## WHAT TO WORK ON
Reproduce the lines below verbatim, from the first line up to and including the line containing "573], [387, 582]]", and omit the pictures from your answer.

## EXERCISE DATA
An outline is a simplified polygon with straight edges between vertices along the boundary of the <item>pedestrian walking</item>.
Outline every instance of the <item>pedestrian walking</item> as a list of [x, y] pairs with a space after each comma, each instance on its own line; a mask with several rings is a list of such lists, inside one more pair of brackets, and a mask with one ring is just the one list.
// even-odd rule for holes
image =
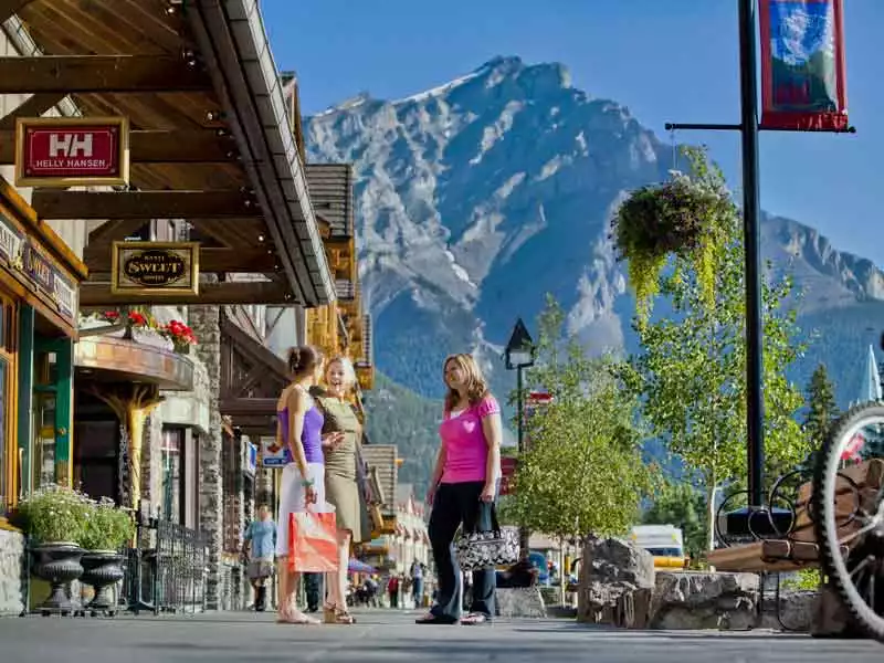
[[482, 624], [494, 615], [494, 569], [472, 572], [470, 609], [461, 619], [461, 570], [452, 543], [462, 525], [464, 532], [492, 529], [501, 475], [501, 408], [471, 355], [445, 359], [443, 376], [448, 393], [439, 427], [442, 443], [427, 493], [439, 597], [417, 622]]
[[362, 516], [357, 483], [357, 456], [362, 427], [347, 400], [356, 385], [356, 370], [346, 357], [335, 357], [326, 366], [324, 388], [313, 391], [325, 417], [326, 499], [335, 505], [338, 529], [338, 570], [326, 575], [323, 617], [326, 623], [352, 624], [347, 610], [347, 564], [352, 543], [362, 543]]
[[273, 576], [273, 557], [276, 550], [276, 523], [270, 517], [270, 507], [257, 507], [257, 519], [252, 520], [243, 535], [243, 557], [248, 560], [246, 576], [254, 593], [256, 612], [267, 609], [267, 578]]
[[420, 608], [423, 603], [423, 565], [417, 559], [411, 562], [411, 597], [414, 608]]
[[387, 594], [390, 597], [390, 608], [399, 608], [399, 576], [396, 573], [387, 582]]
[[309, 394], [311, 387], [322, 378], [323, 356], [311, 346], [292, 348], [288, 370], [292, 383], [283, 389], [276, 403], [276, 443], [285, 449], [286, 459], [276, 518], [277, 622], [318, 624], [319, 620], [296, 606], [301, 575], [288, 566], [288, 528], [293, 513], [304, 513], [314, 504], [325, 505], [324, 417]]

## RESPONSE TO THE TASK
An outline is a simplified polygon with straight edges between vertices along the boundary of the <item>pedestrian walking</item>.
Outline every instance of the <item>pedestrian walking</item> as a list of [x, y] pairs with a space after each comma, each instance on its own line; a mask with several rings is a list of such lists, inside one more pair of brackets, and a mask with one ring is just the one list.
// even-odd rule for holes
image =
[[482, 624], [494, 615], [494, 569], [472, 572], [470, 609], [461, 619], [461, 570], [452, 543], [462, 525], [464, 532], [492, 529], [501, 475], [501, 408], [471, 355], [445, 359], [443, 376], [448, 393], [439, 427], [442, 443], [427, 493], [439, 597], [417, 622]]
[[362, 516], [357, 483], [357, 456], [362, 427], [347, 400], [356, 385], [356, 370], [346, 357], [335, 357], [326, 366], [324, 388], [313, 391], [325, 417], [326, 499], [335, 505], [338, 529], [338, 570], [326, 575], [323, 617], [326, 623], [352, 624], [347, 610], [347, 564], [352, 543], [362, 543]]
[[273, 576], [273, 557], [276, 550], [276, 523], [270, 517], [270, 507], [257, 507], [257, 519], [252, 520], [243, 535], [243, 557], [248, 560], [246, 576], [254, 593], [256, 612], [267, 609], [267, 578]]
[[420, 608], [423, 603], [423, 565], [417, 559], [411, 562], [411, 597], [414, 608]]
[[387, 594], [390, 597], [390, 608], [399, 608], [399, 576], [396, 573], [387, 582]]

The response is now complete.